• Exercises:
1: In the article on North Korea's nuclear program, shorten the paragraph that begins "The agency also observed a rise" to a single brief sentence that keeps its main facts.
2: From the article on North Korea's nuclear program, copy the stretch from "They include one" through "Grossi told reporters." word for word.

• Study text:
- - - - -

North Korea is showing a “very serious increase” in its ability to produce atomic weapons, the head of the UN nuclear watchdog said yesterday during a visit to Seoul.
North Korea is believed to operate multiple facilities for enriching uranium, a key step in making nuclear warheads, South Korea’s spy agency has said.
They include one at the Yongbyon nuclear site, which Pyongyang purportedly decommissioned after talks, but later reactivated in 2021.
Photo: EPA
“In our periodic assessments, we have been able to confirm that there’s a rapid increase in the operations” of the Yongbyon reactor, International Atomic Energy Agency (IAEA) Director-General Rafael Grossi told reporters.
The agency also observed a rise in operations at Yongbyon’s reprocessing unit and light-water reactor, as well as the activation of other facilities, Grossi said.
“All that points to a very serious increase in the capabilities of [the] DPRK in the area of nuclear weapons production, which is estimated at a few dozen warheads,” he said, using the acronym of North Korea’s official name.
North Korea, which conducted its first nuclear test in 2006, is under rafts of UN sanctions for its banned weapons programs.
It has said that it would never surrender its nuclear weapons. It cut off access to IAEA inspectors in 2009.
The agency has noted the construction of a “new facility similar to the enrichment facility in Yongbyon,” Grossi said.
It was “not easy to calculate” any production increases without visiting the site.
However, “we consider, looking at external features of the facility, that there will be significant increase in the enrichment capacity of the DPRK,” he said.
Asked whether Russia was assisting North Korea’s nuclear development, Grossi said that the IAEA had not seen “anything in particular in that regard.”

- - - - -

• Recorded information:
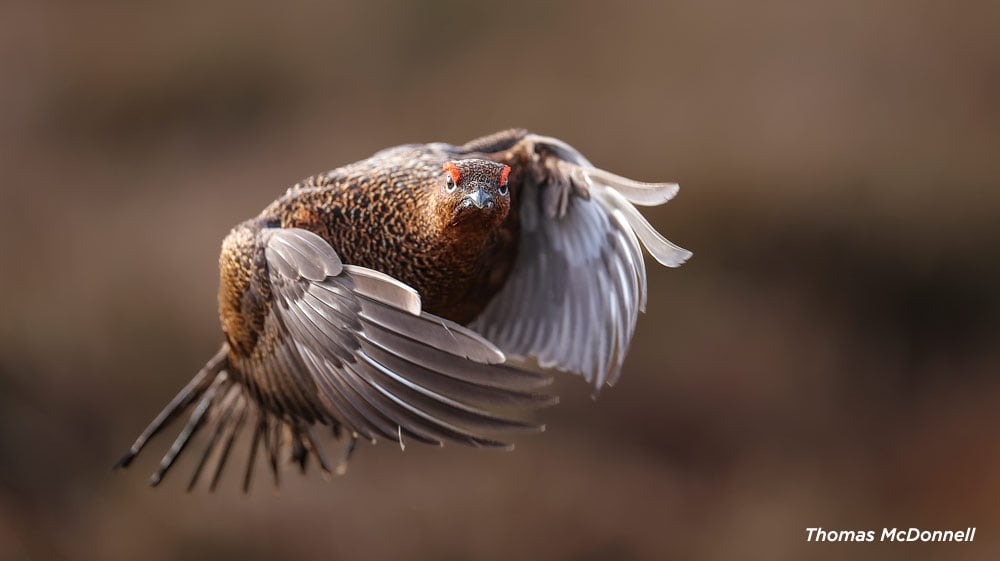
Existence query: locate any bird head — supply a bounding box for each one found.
[435,159,510,229]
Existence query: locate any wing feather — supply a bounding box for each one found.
[471,134,691,389]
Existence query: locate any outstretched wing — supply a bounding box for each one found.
[245,225,552,446]
[467,134,691,389]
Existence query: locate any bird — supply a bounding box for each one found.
[116,129,692,492]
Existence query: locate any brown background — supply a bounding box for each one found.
[0,0,1000,561]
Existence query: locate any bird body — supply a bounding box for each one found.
[120,130,690,487]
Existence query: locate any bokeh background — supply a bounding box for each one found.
[0,0,1000,561]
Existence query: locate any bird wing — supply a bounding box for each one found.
[467,134,691,389]
[254,228,553,447]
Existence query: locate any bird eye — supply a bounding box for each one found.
[500,165,510,197]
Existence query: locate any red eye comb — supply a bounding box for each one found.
[500,166,510,187]
[444,162,462,185]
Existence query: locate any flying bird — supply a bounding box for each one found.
[117,130,691,490]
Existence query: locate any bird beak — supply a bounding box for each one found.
[465,187,493,208]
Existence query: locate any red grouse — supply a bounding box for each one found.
[119,130,691,489]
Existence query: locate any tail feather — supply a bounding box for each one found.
[187,385,240,492]
[114,345,229,468]
[115,345,344,492]
[208,402,247,491]
[149,372,227,487]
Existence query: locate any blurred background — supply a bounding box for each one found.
[0,0,1000,561]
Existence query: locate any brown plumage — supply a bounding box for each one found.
[119,130,690,489]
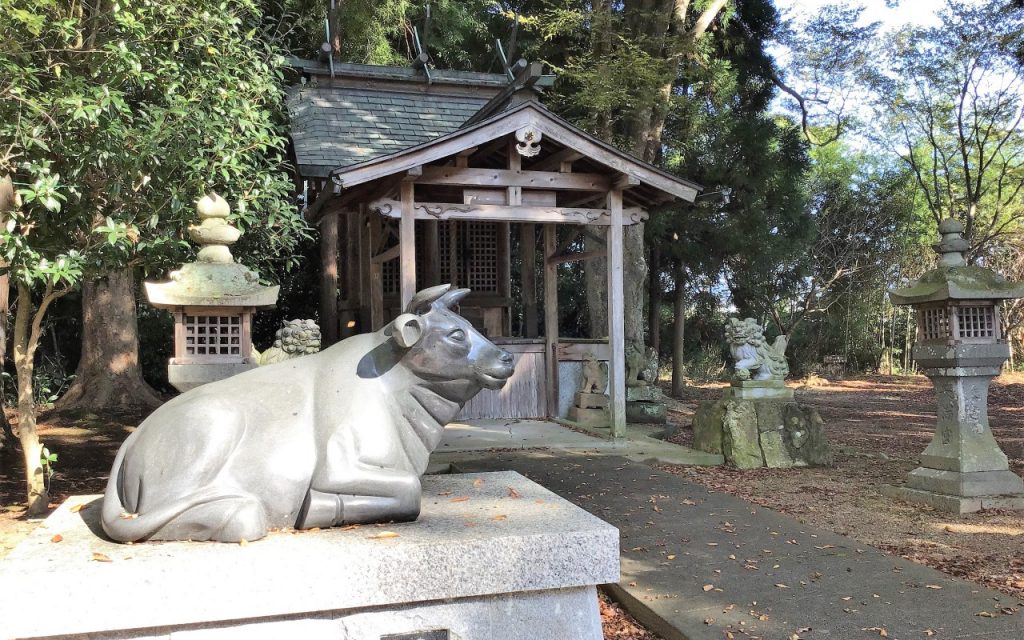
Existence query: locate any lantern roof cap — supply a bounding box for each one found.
[889,218,1024,305]
[145,193,281,308]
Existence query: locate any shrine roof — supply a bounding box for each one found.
[288,60,508,178]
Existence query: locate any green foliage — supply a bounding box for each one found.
[0,0,303,287]
[868,0,1024,254]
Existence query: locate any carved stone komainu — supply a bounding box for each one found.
[102,285,514,542]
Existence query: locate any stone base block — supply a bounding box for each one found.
[693,396,833,469]
[906,467,1024,498]
[723,380,793,400]
[879,484,1024,515]
[0,472,618,640]
[626,384,664,402]
[626,400,669,424]
[568,407,611,427]
[167,361,257,393]
[573,391,608,409]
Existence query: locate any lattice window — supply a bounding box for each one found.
[921,307,949,340]
[956,306,995,338]
[184,314,242,356]
[465,221,498,293]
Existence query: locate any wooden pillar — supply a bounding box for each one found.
[423,220,444,287]
[544,224,558,418]
[519,224,537,338]
[368,214,384,331]
[398,180,416,312]
[498,222,512,336]
[319,211,338,347]
[607,188,626,438]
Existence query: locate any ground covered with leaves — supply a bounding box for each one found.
[663,376,1024,598]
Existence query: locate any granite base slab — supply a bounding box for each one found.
[0,472,618,640]
[879,484,1024,515]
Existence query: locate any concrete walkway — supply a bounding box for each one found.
[453,446,1024,640]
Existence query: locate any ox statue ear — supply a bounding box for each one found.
[406,285,452,313]
[391,313,423,349]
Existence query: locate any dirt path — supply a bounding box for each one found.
[6,376,1024,610]
[665,376,1024,599]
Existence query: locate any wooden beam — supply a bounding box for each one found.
[319,213,339,347]
[529,148,583,171]
[398,181,416,311]
[544,224,558,418]
[370,199,647,226]
[370,245,401,264]
[519,224,538,338]
[548,249,608,264]
[417,164,611,191]
[611,173,640,190]
[607,189,626,438]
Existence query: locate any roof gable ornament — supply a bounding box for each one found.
[515,125,544,158]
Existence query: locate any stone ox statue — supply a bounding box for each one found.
[102,285,513,542]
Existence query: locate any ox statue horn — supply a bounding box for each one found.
[102,285,513,542]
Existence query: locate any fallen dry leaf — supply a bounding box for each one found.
[368,531,398,540]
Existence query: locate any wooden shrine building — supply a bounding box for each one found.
[289,58,700,436]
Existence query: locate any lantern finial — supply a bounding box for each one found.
[932,218,971,267]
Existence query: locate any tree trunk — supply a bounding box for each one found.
[56,269,163,412]
[672,273,686,397]
[14,283,50,516]
[647,244,662,354]
[623,222,647,344]
[0,175,14,452]
[583,227,606,339]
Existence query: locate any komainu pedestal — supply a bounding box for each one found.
[693,396,833,469]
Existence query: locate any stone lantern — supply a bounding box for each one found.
[884,219,1024,513]
[145,194,280,391]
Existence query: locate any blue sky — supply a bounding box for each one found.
[775,0,943,30]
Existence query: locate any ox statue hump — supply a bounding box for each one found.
[102,285,513,542]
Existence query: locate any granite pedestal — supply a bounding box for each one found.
[626,384,668,424]
[569,391,611,427]
[0,472,618,640]
[722,380,793,400]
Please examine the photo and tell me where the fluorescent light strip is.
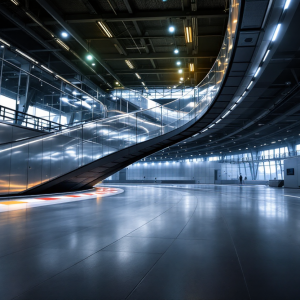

- - - - -

• Solutions to the problems:
1: Grossi said the agency saw increased operations at Yongbyon's reprocessing unit and light-water reactor and the activation of other facilities.

2:
They include one at the Yongbyon nuclear site, which Pyongyang purportedly decommissioned after talks, but later reactivated in 2021.
Photo: EPA
“In our periodic assessments, we have been able to confirm that there’s a rapid increase in the operations” of the Yongbyon reactor, International Atomic Energy Agency (IAEA) Director-General Rafael Grossi told reporters.